■ TEXTE À LIRE:
L'AUBERGE PILOTE DE HEIDELBERG

     Un ami virtuel de longue date m'a demandé à plusieurs reprises de publier un ancien reportage, du temps où 1j'étais journaliste, curieux peut-être de voir comment évolue l'écriture au cours des années. Cédant à son amitié, je publie ici un article écrit en 1964. C'était l'époque où les journaux disposaient de nombreuses pages; on attendait alors du journaliste des détails qui peu à peu allaient disparaître. En effet, l'incessante augmentation du prix du papier obligea les directeurs de presse à réduire leur nombre de pages tout en conservant les rubriques essentielles. On disposa dès lors d'un nombre de lignes précis à ne dépasser sous aucun prétexte; nous apprîmes à "écrire court"... Vous excuserez donc la longueur de cet article souvenir d'une époque où l'on avait le loisir de s'exprimer!..

XXX

(Ecrit en 1964)


     Nous sommes loin du temps héroïque où l’Auberge de Jeunesse était le plus souvent une rustique maisonnette nichée au bord d’une clairière; on allait puiser  de l’eau à la fontaine et le soir un feu de bois réunissait les jeunes assez aventureux pour préférer la halte inconfortable, assez enthousiastes pour goûter le charme de la nuit mystérieuse parmi les hôtes de la forêt.

     De telles auberges existent encore  alors que d’autres auberges de jeunesse ont aujourd’hui l’allure de palaces et plus n’est besoin d’aimer la vie rude et la rusticité du lieu pour loger  ou demeurer quelques jours à l’auberge pilote de Heidenberg.

L’AVENTURE DE L’AMITIE

     Suis-je dans un salon d’accueil, la salle de fête? Non, c’est tout bonnement le hall où filles en espadrilles, garçons en shorts pénètrent par la vaste baie vitrée, s’arrêtent un moment, indécis, puis se dirigent vers le guichet; ils y demandent le prix de la nuitée, de la pension et s’il y a place, s’inscrivent.

     Venus isolés ou en groupes, ces jeunes ne se connaissent pas; s’en iront-ils demain, après-demain, aussi étrangers l’un à l’autre  que les voisins de table des hôtels fastueux, sans avoir échangé un sourire ou baragouiné quelques mots dans une autre langue, sans avoir tenté l’aventure de l’amitié?

     N’est-ce pas pourtant un peu cette amitié universelle qui rassemble ici ces jeunes Italiens, Espagnols, Belges, Anglais, Autrichiens et Allemands? Ils parcourent l’Europe pour le plaisir du voyage; faut-il en exclure la rencontre d’un nouveau visage, l’échange de deux pensées venues de deux horizons?

■ ENREGISTREMENTS FOURNIS:
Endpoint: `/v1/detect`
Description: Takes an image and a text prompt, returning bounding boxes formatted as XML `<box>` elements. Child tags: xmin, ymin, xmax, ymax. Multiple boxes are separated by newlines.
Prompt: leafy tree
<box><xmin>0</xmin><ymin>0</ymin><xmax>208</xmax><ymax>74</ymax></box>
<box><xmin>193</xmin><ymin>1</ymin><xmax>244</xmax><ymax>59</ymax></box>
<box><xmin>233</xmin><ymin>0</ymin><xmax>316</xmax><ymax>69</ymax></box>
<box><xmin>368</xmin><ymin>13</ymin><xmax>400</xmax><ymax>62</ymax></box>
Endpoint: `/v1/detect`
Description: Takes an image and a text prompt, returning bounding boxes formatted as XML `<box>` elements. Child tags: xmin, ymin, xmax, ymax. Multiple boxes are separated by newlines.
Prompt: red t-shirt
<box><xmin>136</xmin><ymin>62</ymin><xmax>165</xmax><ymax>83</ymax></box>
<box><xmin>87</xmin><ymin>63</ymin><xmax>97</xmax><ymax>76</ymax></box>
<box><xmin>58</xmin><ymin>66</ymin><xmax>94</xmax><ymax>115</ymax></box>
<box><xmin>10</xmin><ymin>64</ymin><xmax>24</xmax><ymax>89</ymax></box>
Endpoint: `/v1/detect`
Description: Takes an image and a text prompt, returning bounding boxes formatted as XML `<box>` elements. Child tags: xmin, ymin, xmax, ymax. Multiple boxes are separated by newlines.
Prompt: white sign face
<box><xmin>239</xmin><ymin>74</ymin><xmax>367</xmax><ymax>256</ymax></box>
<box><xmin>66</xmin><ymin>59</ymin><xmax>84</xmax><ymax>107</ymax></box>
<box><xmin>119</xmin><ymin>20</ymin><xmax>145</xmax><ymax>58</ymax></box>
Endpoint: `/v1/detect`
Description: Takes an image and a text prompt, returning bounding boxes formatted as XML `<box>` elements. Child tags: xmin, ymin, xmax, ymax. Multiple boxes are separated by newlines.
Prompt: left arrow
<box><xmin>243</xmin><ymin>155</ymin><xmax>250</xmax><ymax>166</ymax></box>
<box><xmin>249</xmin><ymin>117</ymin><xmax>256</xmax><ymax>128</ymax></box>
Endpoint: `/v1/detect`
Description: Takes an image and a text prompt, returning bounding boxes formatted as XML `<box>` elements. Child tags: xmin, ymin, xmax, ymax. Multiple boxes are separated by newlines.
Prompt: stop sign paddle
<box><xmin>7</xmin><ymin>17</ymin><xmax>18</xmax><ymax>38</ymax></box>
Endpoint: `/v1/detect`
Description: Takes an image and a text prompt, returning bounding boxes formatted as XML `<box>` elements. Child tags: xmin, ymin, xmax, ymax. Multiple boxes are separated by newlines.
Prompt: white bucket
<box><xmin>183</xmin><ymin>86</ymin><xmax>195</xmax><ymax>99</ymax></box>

■ TRAVAIL À FAIRE:
- A) D'après le texte sur l'auberge de jeunesse, pourquoi les journalistes ont-ils dû apprendre à « écrire court » ? Répondez en une à trois phrases.
- B) Prolongez le texte sur l'auberge de jeunesse à partir de sa dernière phrase.

■ RÉPONSES:
- A) Le prix du papier ne cessait d'augmenter, ce qui a poussé les directeurs de presse à réduire le nombre de pages tout en gardant les rubriques essentielles. Chaque article a dès lors disposé d'un nombre de lignes précis à ne jamais dépasser.

- B)
LES ETRANGERS DE LA TOUR DE BABEL

     L’Auberge de Jeunesse de Heidelberg est spacieuse, moderne, nette, confortable. Mais le climat n’y est pas.

     Certes, cet adolescent napolitain aux longues jambes nerveuses converse Heidelbergavec une jeune fille en corsaire bleu-roy mais c’est parce qu’il est Italien et elle une Française charmante. L’eût-il rencontrée sur la  route ou le quai d’une gare, il lui eût tout autant tourné le madrigal.

     Mais les autres? Solitaire, un Anglais boit un soda dans le réfectoire. Pour consulter sa carte routière, un Japonais court et rieur s’est isolé à la terrasse. En kilt et culotte, deux Ecossais jouent à la guitare des complaintes de leur pays. On écoute. On se tait.

     J’ai trouvé le Père aubergiste dans la pièce attenante au comptoir. Les présentations faites, je lui pose la question qui me brûle les lèvres:

     - Pourquoi personne ne parle à personne?

     - Ils restent trop peu de temps, un jour d’ordinaire. Ceux qui restent un peu plus font connaissance. Heidelberg est surtout une auberge de passage. L’Auberge peut accueillir 500 personnes et en cas d’affluence dresser en oure des lits de camp. Beaucoup de jeunes gens se réunissent le soir pour écouter des disques et tous les mercredis, ils peuvent assister à la projection d’un film documentaire.

     On comprend que, dirigeant d’une vaste auberge, le Père aubergiste veille surtout au ravitaillement et au repos de ses pensionnaires.

     Boutons et manettes de l’impressionnant tableau électrique lui permettent d’actionner les armoires frigorifiques, les cuisinières, l’éclairage, l’armoire à chauffer les assiettes, que sais-je encore! Sous la surveillance d’une régente ménagère,  8O personnes s’occupent journellement des repas.

     - Qui s’arrête ici?

     - Tout le monde, voyons!

     - Mais encore? Des Belges?

     Il feuillette le carnet d’inscription pour juin: 86 Belges, 10 Egyptiens, 360 Anglais, 95 Français, 375 Danois, 65 Israéliens, 1 Yougoslave, 266 Canadiens, 2 Espagnols et tous les groupes de passage – plus de 100 personnes parfois – qui restent une nuit, deux ou plus.

     - L’expérience vous a appris à connaître la psychologie des peuples?

     L’expérience lui a appris à se méfier des méridionnaux: l’Italien et l’Espagnol ne voient pas Heidelberg, ils voient les jeunes filles...Les Anglais sont exemplaires, les Belges aussi, les Français un peu moins, les Suédois trouvent qu’on va dormir trop tôt. Les Américains font beaucoup d’efforts pour s’adapter au pays; sous la présidence d’Eisenhower, ils ont reçu une brochure qui enseignait comment se conduire dignement à l’étranger.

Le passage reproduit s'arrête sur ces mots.